- _PROBLEM TO WORK ON_:
Extract every line from the records below that contains the word "woman". Case matters.

/---

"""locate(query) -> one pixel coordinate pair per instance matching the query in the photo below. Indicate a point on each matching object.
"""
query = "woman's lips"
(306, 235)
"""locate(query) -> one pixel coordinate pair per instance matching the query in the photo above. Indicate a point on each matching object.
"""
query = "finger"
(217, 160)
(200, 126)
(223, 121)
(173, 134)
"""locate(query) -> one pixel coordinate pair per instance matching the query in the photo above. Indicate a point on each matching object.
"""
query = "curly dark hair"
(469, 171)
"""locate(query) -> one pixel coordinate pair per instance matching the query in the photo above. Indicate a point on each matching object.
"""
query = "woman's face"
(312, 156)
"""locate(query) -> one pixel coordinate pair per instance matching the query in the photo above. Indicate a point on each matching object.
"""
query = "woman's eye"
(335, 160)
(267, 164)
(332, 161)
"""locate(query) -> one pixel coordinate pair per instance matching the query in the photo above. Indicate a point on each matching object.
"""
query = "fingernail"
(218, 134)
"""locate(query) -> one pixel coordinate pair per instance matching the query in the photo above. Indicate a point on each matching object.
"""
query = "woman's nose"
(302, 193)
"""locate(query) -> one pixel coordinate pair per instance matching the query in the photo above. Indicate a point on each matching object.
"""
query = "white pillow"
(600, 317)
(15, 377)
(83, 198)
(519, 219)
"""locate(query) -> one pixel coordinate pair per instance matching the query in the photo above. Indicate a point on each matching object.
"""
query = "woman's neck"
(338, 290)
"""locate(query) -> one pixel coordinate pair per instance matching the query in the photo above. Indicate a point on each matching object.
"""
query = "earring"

\---

- _CORRECT ANSWER_:
query = "woman's lips"
query = "woman's face"
query = "woman's eye"
query = "woman's nose"
query = "woman's neck"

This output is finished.